CERITA YANG DITAMPILKAN:
Negosiasi Ala Nadhira

Negosiasi Ala Nadhira
Oleh: Telly D.
Pagi itu, seperti biasa, nenek bersiap mengantar Nadhira ke sekolah Sparkletots. Udara pagi di Woodlands terasa segar, meski masih ada sisa kantuk di mata. Nenek tahu hari ini akan sedikit berbeda karena semalam Nadhira ikut salat tarawih bersama ayah dan ibu. Nenek sudah menduga bahwa kamu pasti kurang tidur dan bangun paginya akan sedikit lebih sulit. Benar saja, ketika dibangunkan, Nadhira hanya bergumam pelan, “Wait 5 menit…” sambil kembali memeluk bantal kesayanganmu dan menutup mata lagi.
Nenek tersenyum sendiri melihat tingkah cucu kesayangan ini. Nadhira memang sudah pandai ‘bernegosiasi’ sejak kecil. Ayahmu pun mencoba bersabar, menunggu lima menit seperti permintaanmu. Tapi setelah lima menit berlalu, matamu tetap tertutup rapat. Nenek paham betul, tubuh mungilmu pasti masih lelah karena semalam ikut beribadah hingga larut.

DESKRIPSI TUGAS:
Jawablah pertanyaan berikut berdasarkan cerita tentang Nadhira.
(a) Ke sekolah apa nenek mengantar Nadhira?
(b) Salat apa yang diikuti Nadhira bersama ayah dan ibu pada malam sebelumnya?
(c) Berapa lama ayah Nadhira menunggu sebelum matanya tetap tertutup rapat?
Gunakan hanya cerita di atas sebagai sumber.

BAHAN TERSEDIA:
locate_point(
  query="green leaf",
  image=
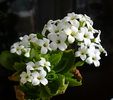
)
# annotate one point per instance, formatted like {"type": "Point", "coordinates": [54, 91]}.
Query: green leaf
{"type": "Point", "coordinates": [79, 63]}
{"type": "Point", "coordinates": [57, 86]}
{"type": "Point", "coordinates": [18, 66]}
{"type": "Point", "coordinates": [7, 60]}
{"type": "Point", "coordinates": [73, 81]}
{"type": "Point", "coordinates": [66, 63]}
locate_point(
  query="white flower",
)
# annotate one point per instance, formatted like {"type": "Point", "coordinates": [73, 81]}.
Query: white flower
{"type": "Point", "coordinates": [17, 48]}
{"type": "Point", "coordinates": [24, 77]}
{"type": "Point", "coordinates": [39, 78]}
{"type": "Point", "coordinates": [85, 36]}
{"type": "Point", "coordinates": [58, 41]}
{"type": "Point", "coordinates": [45, 63]}
{"type": "Point", "coordinates": [82, 52]}
{"type": "Point", "coordinates": [94, 59]}
{"type": "Point", "coordinates": [44, 43]}
{"type": "Point", "coordinates": [97, 39]}
{"type": "Point", "coordinates": [25, 40]}
{"type": "Point", "coordinates": [94, 56]}
{"type": "Point", "coordinates": [26, 52]}
{"type": "Point", "coordinates": [71, 32]}
{"type": "Point", "coordinates": [30, 66]}
{"type": "Point", "coordinates": [71, 17]}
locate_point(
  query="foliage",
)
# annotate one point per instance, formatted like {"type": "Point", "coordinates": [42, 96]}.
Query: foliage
{"type": "Point", "coordinates": [45, 64]}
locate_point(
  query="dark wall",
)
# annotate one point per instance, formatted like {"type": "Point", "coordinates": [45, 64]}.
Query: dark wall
{"type": "Point", "coordinates": [97, 82]}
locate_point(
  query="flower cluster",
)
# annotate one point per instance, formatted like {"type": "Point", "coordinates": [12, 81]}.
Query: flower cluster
{"type": "Point", "coordinates": [35, 72]}
{"type": "Point", "coordinates": [52, 57]}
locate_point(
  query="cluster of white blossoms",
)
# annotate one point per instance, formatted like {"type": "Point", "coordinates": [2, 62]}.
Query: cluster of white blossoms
{"type": "Point", "coordinates": [23, 46]}
{"type": "Point", "coordinates": [76, 29]}
{"type": "Point", "coordinates": [36, 72]}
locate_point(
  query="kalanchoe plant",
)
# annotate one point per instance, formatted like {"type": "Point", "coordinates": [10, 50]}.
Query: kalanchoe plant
{"type": "Point", "coordinates": [45, 64]}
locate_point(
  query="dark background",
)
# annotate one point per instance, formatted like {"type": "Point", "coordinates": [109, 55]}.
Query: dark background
{"type": "Point", "coordinates": [97, 82]}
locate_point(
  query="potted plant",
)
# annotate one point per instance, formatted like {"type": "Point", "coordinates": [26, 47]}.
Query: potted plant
{"type": "Point", "coordinates": [45, 64]}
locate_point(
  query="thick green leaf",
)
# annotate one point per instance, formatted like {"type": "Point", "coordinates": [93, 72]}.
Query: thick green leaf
{"type": "Point", "coordinates": [57, 86]}
{"type": "Point", "coordinates": [7, 60]}
{"type": "Point", "coordinates": [66, 63]}
{"type": "Point", "coordinates": [73, 81]}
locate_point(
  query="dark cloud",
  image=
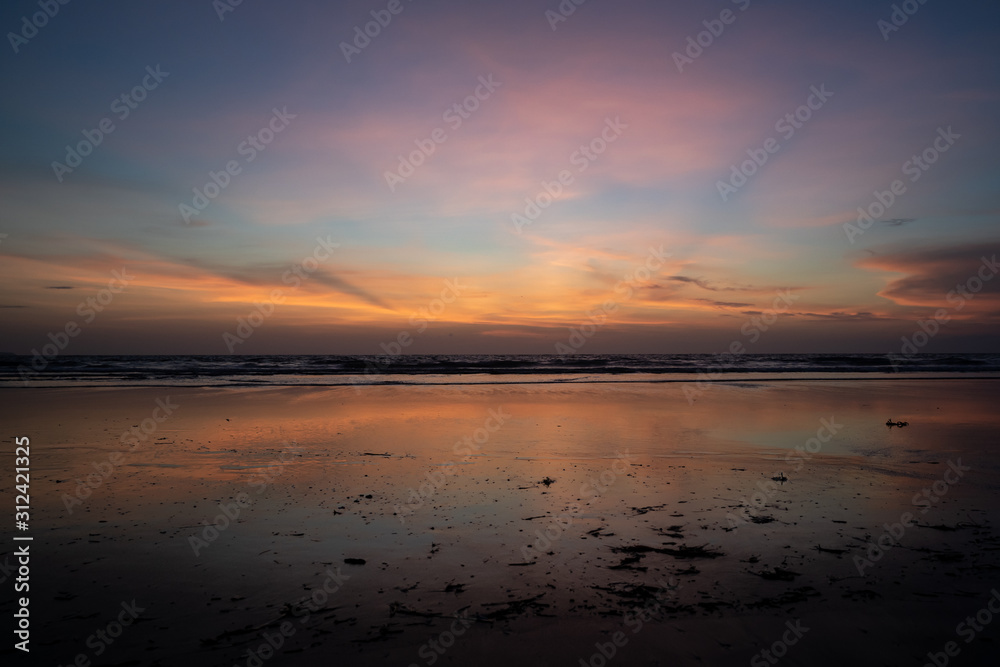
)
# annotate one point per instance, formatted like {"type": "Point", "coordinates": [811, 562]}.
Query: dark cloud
{"type": "Point", "coordinates": [725, 304]}
{"type": "Point", "coordinates": [702, 284]}
{"type": "Point", "coordinates": [932, 272]}
{"type": "Point", "coordinates": [841, 316]}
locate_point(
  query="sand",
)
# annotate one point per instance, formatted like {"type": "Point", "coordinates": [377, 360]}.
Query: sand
{"type": "Point", "coordinates": [559, 524]}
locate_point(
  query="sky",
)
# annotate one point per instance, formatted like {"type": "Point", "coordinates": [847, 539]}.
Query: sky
{"type": "Point", "coordinates": [199, 177]}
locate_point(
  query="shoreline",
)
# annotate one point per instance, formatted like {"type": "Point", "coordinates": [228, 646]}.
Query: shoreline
{"type": "Point", "coordinates": [225, 512]}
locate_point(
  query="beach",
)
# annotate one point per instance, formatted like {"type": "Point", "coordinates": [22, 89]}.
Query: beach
{"type": "Point", "coordinates": [749, 522]}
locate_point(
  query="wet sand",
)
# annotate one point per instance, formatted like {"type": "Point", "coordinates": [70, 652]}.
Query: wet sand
{"type": "Point", "coordinates": [541, 524]}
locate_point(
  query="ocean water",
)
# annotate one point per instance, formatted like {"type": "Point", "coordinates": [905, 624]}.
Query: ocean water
{"type": "Point", "coordinates": [332, 370]}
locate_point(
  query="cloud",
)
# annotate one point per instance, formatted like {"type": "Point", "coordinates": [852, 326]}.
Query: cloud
{"type": "Point", "coordinates": [725, 304]}
{"type": "Point", "coordinates": [704, 284]}
{"type": "Point", "coordinates": [931, 273]}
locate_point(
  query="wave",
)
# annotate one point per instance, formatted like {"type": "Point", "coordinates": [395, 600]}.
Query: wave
{"type": "Point", "coordinates": [285, 369]}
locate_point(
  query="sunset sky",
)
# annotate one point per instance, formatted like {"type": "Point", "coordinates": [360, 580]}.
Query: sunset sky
{"type": "Point", "coordinates": [660, 133]}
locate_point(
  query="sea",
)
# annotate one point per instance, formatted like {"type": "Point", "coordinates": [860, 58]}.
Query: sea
{"type": "Point", "coordinates": [338, 370]}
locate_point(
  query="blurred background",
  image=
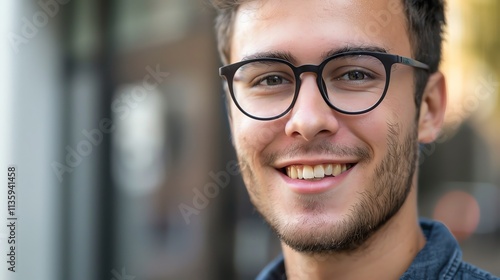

JAWABAN:
(a) Sekolah Sparkletots.
(b) Salat tarawih.
(c) Lima menit.